Your task: The data must be written out once more, precisely as given.

Records from a data source:

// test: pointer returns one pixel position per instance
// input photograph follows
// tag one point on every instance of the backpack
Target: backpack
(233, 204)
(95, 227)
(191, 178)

Response to this exercise:
// test: pointer returns one pixel position per instance
// input photograph follows
// tag one point on every instance of the backpack
Target: backpack
(233, 204)
(95, 227)
(191, 178)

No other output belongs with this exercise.